▶ _What is needed_:
Set down the material once more, exactly as it appears.

(Object pointing dataset rows)
= = = = =

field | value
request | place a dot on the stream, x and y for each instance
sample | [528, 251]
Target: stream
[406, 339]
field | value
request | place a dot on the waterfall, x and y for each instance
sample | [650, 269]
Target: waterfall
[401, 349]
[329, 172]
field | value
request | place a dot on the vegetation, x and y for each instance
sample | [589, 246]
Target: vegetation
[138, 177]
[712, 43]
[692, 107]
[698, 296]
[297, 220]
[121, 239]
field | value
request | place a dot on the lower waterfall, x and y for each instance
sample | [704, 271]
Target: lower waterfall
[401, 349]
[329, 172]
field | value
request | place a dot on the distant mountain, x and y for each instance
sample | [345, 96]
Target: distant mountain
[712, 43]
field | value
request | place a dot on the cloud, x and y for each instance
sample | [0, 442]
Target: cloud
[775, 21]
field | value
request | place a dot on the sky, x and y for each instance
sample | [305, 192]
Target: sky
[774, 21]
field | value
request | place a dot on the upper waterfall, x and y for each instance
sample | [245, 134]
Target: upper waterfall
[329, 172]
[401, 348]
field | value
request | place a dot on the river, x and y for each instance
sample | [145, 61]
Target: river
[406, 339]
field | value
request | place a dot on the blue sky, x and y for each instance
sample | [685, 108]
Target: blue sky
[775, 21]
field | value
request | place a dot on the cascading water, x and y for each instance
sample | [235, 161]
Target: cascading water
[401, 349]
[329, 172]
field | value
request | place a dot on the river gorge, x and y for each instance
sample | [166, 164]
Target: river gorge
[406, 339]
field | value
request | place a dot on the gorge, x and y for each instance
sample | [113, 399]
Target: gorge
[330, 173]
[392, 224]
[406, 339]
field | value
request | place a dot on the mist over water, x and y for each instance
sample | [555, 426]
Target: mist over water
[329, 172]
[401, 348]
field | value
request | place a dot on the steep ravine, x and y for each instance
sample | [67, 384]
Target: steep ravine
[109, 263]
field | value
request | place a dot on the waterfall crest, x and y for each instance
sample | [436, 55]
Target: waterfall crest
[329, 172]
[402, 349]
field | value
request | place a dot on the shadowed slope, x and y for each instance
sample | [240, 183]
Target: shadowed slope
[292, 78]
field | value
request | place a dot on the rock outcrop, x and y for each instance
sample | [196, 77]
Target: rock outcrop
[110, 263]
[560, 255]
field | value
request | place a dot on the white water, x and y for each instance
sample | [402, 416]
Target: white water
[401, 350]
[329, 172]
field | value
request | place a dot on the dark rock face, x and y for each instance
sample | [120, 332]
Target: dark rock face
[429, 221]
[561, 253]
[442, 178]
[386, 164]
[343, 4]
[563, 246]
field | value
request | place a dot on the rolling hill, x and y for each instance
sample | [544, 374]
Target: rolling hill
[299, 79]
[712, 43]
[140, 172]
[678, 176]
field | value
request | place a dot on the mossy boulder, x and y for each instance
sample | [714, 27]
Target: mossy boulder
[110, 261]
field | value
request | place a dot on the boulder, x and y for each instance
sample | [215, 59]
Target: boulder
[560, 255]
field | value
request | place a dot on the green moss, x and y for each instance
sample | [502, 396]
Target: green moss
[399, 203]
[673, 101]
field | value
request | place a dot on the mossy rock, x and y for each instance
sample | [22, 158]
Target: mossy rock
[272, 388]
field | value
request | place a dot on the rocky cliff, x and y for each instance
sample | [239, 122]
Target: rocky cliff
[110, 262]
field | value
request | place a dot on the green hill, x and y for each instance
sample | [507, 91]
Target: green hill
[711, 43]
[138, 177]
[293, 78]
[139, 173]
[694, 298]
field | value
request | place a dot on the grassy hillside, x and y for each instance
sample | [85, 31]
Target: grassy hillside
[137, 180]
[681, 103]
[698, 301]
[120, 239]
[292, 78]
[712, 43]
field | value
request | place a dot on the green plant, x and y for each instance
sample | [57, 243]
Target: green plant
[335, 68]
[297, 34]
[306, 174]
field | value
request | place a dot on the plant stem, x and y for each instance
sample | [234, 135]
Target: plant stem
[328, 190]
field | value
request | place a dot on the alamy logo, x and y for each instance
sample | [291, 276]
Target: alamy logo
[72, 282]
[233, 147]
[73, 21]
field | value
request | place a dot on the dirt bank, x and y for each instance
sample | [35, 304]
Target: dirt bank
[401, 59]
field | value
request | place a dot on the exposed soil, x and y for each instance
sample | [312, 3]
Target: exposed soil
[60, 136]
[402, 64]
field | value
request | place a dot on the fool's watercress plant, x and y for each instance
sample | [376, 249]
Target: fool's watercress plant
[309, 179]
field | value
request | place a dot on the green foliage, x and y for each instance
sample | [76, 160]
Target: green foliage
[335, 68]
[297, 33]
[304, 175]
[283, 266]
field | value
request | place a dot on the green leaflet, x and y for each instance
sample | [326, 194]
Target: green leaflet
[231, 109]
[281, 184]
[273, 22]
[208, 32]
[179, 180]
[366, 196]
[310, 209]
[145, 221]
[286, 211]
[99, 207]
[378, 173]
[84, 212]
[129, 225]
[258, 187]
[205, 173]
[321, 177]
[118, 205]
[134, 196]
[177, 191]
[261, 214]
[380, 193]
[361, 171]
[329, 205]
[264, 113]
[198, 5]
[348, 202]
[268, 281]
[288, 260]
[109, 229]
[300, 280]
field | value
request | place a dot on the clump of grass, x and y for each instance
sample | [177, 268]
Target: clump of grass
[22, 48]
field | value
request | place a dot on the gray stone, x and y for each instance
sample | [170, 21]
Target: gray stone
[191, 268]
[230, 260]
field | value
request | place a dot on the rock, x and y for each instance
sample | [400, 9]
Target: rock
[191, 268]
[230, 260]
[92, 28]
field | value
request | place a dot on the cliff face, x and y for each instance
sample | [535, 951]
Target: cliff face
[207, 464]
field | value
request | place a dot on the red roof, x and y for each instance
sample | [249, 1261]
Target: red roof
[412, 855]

= = = = =

▶ _Expected answer_:
field | value
request | place a dot on the stream, x and y for each instance
sample | [528, 251]
Target: stream
[406, 339]
field | value
request | place a dot on the waterfall, x and y for each instance
sample | [650, 269]
Target: waterfall
[401, 349]
[329, 172]
field | value
request | place a dot on the vegetation, x and y for each instance
sample | [589, 246]
Target: vegetation
[138, 177]
[712, 43]
[692, 107]
[698, 296]
[297, 220]
[121, 239]
field | value
request | place a dot on the lower waterfall, x and y for each instance
sample | [704, 271]
Target: lower waterfall
[401, 349]
[329, 172]
field | value
request | place a dot on the distant mountain, x and y for each instance
sample | [345, 96]
Target: distant mountain
[712, 43]
field | value
request | place a dot on the cloud, x and y for each instance
sample | [0, 442]
Target: cloud
[775, 21]
field | value
request | place a dot on the sky, x and y for each instance
sample | [305, 192]
Target: sky
[774, 21]
field | value
request | place a dot on the upper waterfall, x and y for each instance
sample | [245, 134]
Target: upper waterfall
[329, 172]
[401, 348]
field | value
request | place a dot on the river, x and y for each instance
sample | [145, 61]
Target: river
[406, 339]
field | value
request | place a dot on the blue sky, x and y for each instance
sample | [685, 108]
Target: blue sky
[775, 21]
field | value
request | place a dot on the cascading water, x and y for each instance
sample | [235, 161]
Target: cascading water
[401, 349]
[329, 172]
field | value
request | place a dot on the river gorge, x and y for each instance
sample | [166, 164]
Target: river gorge
[406, 339]
field | value
request | place a dot on the gorge, x and y for each instance
sample | [113, 399]
Target: gorge
[330, 173]
[392, 224]
[406, 339]
field | value
request | place a dot on the mist over water, x and y for each instance
sample | [555, 426]
Target: mist over water
[329, 172]
[401, 348]
field | value
request | place a dot on the steep ravine, x and y for each instance
sample | [67, 384]
Target: steep ravine
[109, 263]
field | value
request | place a dot on the waterfall crest, x and y for each instance
sample | [436, 55]
Target: waterfall crest
[329, 172]
[402, 349]
field | value
request | place a dot on the shadowed slope, x and y for each instance
sample | [240, 183]
Target: shadowed slope
[292, 78]
field | value
request | place a dot on the rock outcrop, x and y for each instance
sample | [196, 77]
Target: rock outcrop
[110, 263]
[560, 255]
field | value
request | place a dot on the white water, x and y for each instance
sample | [402, 416]
Target: white water
[401, 350]
[329, 172]
field | value
request | place a dot on the dark rock face, x and y for each instance
sample | [120, 332]
Target: dark rock face
[429, 221]
[561, 253]
[442, 178]
[386, 164]
[343, 4]
[563, 246]
field | value
request | place a dot on the rolling hill, x and y for each instance
sample | [544, 374]
Target: rolling hill
[299, 79]
[712, 43]
[140, 172]
[678, 176]
field | value
request | place a dot on the mossy boulder, x and y for each instance
sample | [714, 27]
Target: mossy boulder
[110, 261]
field | value
request | place a dot on the boulder, x and y for each instance
sample | [215, 59]
Target: boulder
[560, 255]
field | value
request | place a dot on the green moss, x and y for each instance
sample | [502, 396]
Target: green moss
[399, 203]
[673, 101]
field | value
request | place a dot on the mossy rock, x and y for each instance
sample | [22, 158]
Target: mossy rock
[272, 388]
field | value
request | place a dot on the rocky cliff, x and y for each instance
sample | [239, 122]
Target: rocky cliff
[110, 262]
field | value
request | place a dot on the green hill, x and y for each instance
sample | [507, 91]
Target: green hill
[711, 43]
[138, 177]
[293, 78]
[139, 173]
[694, 298]
field | value
request | place a dot on the grassy hillside, x and y for each instance
sample | [85, 31]
Target: grassy hillside
[137, 180]
[681, 103]
[698, 301]
[120, 239]
[292, 78]
[712, 43]
field | value
request | place a dot on the green plant, x and y for each instance
sample | [57, 243]
Target: green plant
[335, 68]
[297, 34]
[306, 174]
field | value
request | place a dot on the plant stem, x and y for each instance
sample | [234, 135]
Target: plant stem
[328, 190]
field | value
request | place a dot on the alamy logo, x and y for each instance
sample | [291, 276]
Target: alamy logo
[72, 282]
[233, 147]
[73, 21]
field | value
request | place a dot on the dirt bank, x and y for each instance
sample | [35, 304]
Target: dirt bank
[401, 59]
field | value
request | place a dot on the exposed soil, x and y for each instance
sample | [312, 3]
Target: exposed soil
[60, 136]
[402, 64]
field | value
request | place a dot on the fool's watercress plant, x and y for each instance
sample | [376, 249]
Target: fool's watercress plant
[309, 179]
field | value
request | place a dot on the green foliage, x and y for each instance
sample | [76, 160]
Target: green foliage
[335, 68]
[297, 33]
[304, 175]
[283, 266]
field | value
request | place a dot on the green leaflet, x and y for each instance
sample | [326, 194]
Target: green leaflet
[231, 109]
[281, 184]
[273, 22]
[208, 32]
[179, 180]
[366, 196]
[310, 209]
[145, 221]
[286, 211]
[99, 207]
[378, 173]
[84, 212]
[129, 225]
[258, 187]
[205, 173]
[321, 177]
[118, 205]
[134, 196]
[177, 191]
[261, 214]
[380, 193]
[361, 171]
[329, 205]
[264, 113]
[198, 5]
[348, 202]
[268, 281]
[288, 260]
[109, 229]
[300, 280]
field | value
request | place a dot on the clump of grass, x and y for each instance
sample | [177, 268]
Target: clump of grass
[22, 48]
field | value
request | place a dot on the gray stone, x and y for each instance
sample | [170, 21]
Target: gray stone
[191, 268]
[230, 260]
field | value
request | place a dot on the rock, x and y for each instance
sample | [400, 9]
Target: rock
[191, 268]
[230, 260]
[92, 28]
field | value
request | place a dot on the cliff face, x and y for each instance
sample | [535, 951]
Target: cliff face
[207, 464]
field | value
request | place a dot on the red roof, x and y for each instance
sample | [249, 1261]
Target: red roof
[412, 855]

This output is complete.